┌─ Sección del documento
El mar de Eduardo
Miles de peces aparecen en la playa dibujando el perfil más frío de la cálida arena del Mar Menor. Los peces se amontonan moribundos en la orilla que acoge sus últimos momentos, su intento desesperado de aferrarse a la vida antes de perecer. Las imágenes tristísimas de sus pequeñas bocas abriéndose buscando inútilmente el oxígeno que no llega, nos descorazonan. Sentimos la misma impotencia que cuando vemos que un monte o un bosque se queman. Impotencia, rabia, tristeza...
Todo eso siente ahora ese amigo murciano, joven de espíritu libre, para quien el Mar Menor es mucho más que un mar: es ‘su’ mar. No en vano él, que nació entre naranjos, sintió desde siempre la atracción irresistible por los cantos de sirenas de ese mar cercano que lo vio nacer, que lo acunó de pequeño con el susurro acompasado de sus olas mansas; que envolvió su infancia de ese azul intenso que tanto gustaba a su abuela, la señora entrañable que mecía a sus nietos mirando al mar, cantando nanas azules con acento panocho... El mar pintó de azul los sueños de Eduardo. Fue para él su refugio, su confidente, su amigo más fiel. Yo sólo quiero vivir en el mar, me dijo una vez. Por eso, en sus años de estudiante se sentía perdido, no encontraba el camino a seguir: la brújula de su alma sólo señalaba el mar. Y de mar se llenó su vida, pasaba su tiempo de soledad elegida en el pequeño barquito con nombre familiar que le esperaba siempre con sus velas abiertas; allí pasaba las horas pensando, navegando, leyendo, pescando, poniendo a punto el timón. Curtiendo al sol y al viento su alma libre, preparándose para dejar de ser marinero en tierra. Desplegando las velas que eran sus alas para emprender, con vientos favorables, la travesía de su vida, que era salada y azul.
└─
┌─ Registros
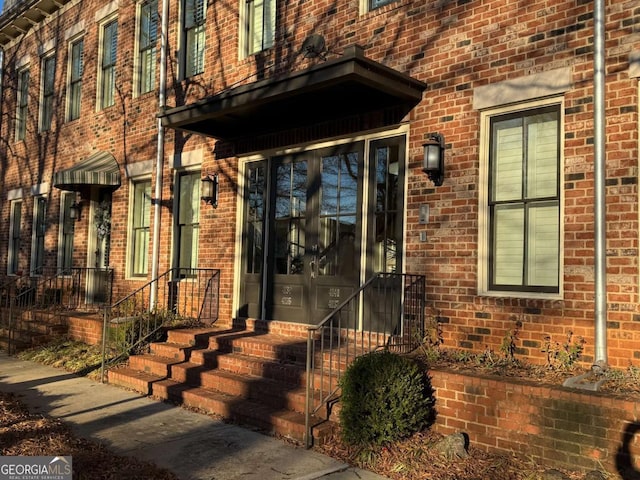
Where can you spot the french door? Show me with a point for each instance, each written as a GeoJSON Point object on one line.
{"type": "Point", "coordinates": [303, 229]}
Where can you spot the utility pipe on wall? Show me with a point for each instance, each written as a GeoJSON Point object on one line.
{"type": "Point", "coordinates": [600, 260]}
{"type": "Point", "coordinates": [157, 205]}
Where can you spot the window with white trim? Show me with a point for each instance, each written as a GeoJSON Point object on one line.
{"type": "Point", "coordinates": [48, 82]}
{"type": "Point", "coordinates": [76, 69]}
{"type": "Point", "coordinates": [193, 34]}
{"type": "Point", "coordinates": [522, 227]}
{"type": "Point", "coordinates": [15, 230]}
{"type": "Point", "coordinates": [147, 49]}
{"type": "Point", "coordinates": [107, 69]}
{"type": "Point", "coordinates": [67, 231]}
{"type": "Point", "coordinates": [140, 214]}
{"type": "Point", "coordinates": [38, 234]}
{"type": "Point", "coordinates": [259, 26]}
{"type": "Point", "coordinates": [22, 112]}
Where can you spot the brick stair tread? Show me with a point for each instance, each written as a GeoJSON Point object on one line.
{"type": "Point", "coordinates": [133, 373]}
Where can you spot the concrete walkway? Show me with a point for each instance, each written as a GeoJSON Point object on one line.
{"type": "Point", "coordinates": [191, 445]}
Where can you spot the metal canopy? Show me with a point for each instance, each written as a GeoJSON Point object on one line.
{"type": "Point", "coordinates": [351, 84]}
{"type": "Point", "coordinates": [100, 169]}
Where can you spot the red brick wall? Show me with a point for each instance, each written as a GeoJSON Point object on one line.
{"type": "Point", "coordinates": [550, 424]}
{"type": "Point", "coordinates": [454, 47]}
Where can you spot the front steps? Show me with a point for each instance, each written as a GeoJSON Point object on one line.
{"type": "Point", "coordinates": [252, 374]}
└─
◆ **Tareas**
(1) Indique si cada afirmación concuerda con el texto sobre el Mar Menor, respondiendo sí o no y citando literalmente las palabras que lo deciden: (a) Eduardo nació entre naranjos; (b) la abuela de Eduardo cantaba nanas con acento panocho; (c) durante sus años de estudiante, Eduardo tenía claro el camino que debía seguir.
(2) Prolongue el texto sobre el Mar Menor a partir de su última frase.

◆ **Respuestas**
(1)
(a) Sí: «él, que nació entre naranjos».
(b) Sí: «cantando nanas azules con acento panocho».
(c) No: «se sentía perdido, no encontraba el camino a seguir».

(2)
Siguiendo el camino que su brújula marcaba, Eduardo se bebió los libros para aprobar la teoría sobre barcos y navegantes, porque navegar ya sabía desde siempre. Y navegó por los mares del mundo poniendo a prueba su destreza y reafirmándose en aquello que me dijo una vez: yo solo quiero vivir en el mar. Surcando los mares atracó un día en el puerto de Málaga. Desnudos sus brazos fuertes, curtido de sol y sal, bebiéndose los vientos cambiantes que saben a brea, formaba parte de la tripulación de la Nao Victoria, réplica de aquella capitaneada por Elcano que dio la vuelta al mundo en 1522. Nos enseñó el barco, un precioso ‘cascarón de nuez’ vestido de historia con seis velas blancas henchidas de aventuras, y nos decía con entusiasmo que su sueño era dar la vuelta al mundo navegando. El joven murciano, corazón de marino y alma bohemia, se sentía feliz a merced del viento, sin miedo a las mareas ni a la mala mar. Su pasión por el mar empezó cuando aún jugaba a la sombra del árbol “de toda la vida”. Pienso en él siempre que veo las noticias del Mar Menor, sé lo que sufre viendo de cerca el deterioro constante de esas aguas tranquilas que bañaron su infancia. El mar amigo sabe mucho de este marinero nato que admira a Blas de Lezo y adora a su perro Viento, y disfruta durmiendo en su barquito al abrigo de un cielo de estrellas cómplices que vigilan su sueño. Él respira mar, la brisa marina es el oxígeno que ensancha su espíritu y refuerza su filosofía: “Sólo Dios y el mar me juzgarán”.
Llora el mar. Su llanto de lágrimas saladas no es sólo el temor en verso de aquel poeta sensible que lo amaba tanto. “Sería terrible saber que lloras por las noches, oh mar”, decía Joaquín Lobato. El llanto del mar es un hecho, una cruda realidad. El mar se duele, y su lamento triste de olas cansadas es un réquiem amargo que se oye de noche y de día. Toneladas de peces agónicos nos muestran en la playa la imagen más triste, la crónica de una tragedia anunciada. Vertidos industriales en exceso, subida de la temperatura del agua, políticas inadecuadas y, entre unos y otros, las praderas marinas se han convertido en una tóxica ‘sopa marrón’ que mata. Maltratado, indefenso y olvidado, el mar se muere.
Entiendo la pena de Eduardo, comparto su tristeza. Su mar es también mi mar.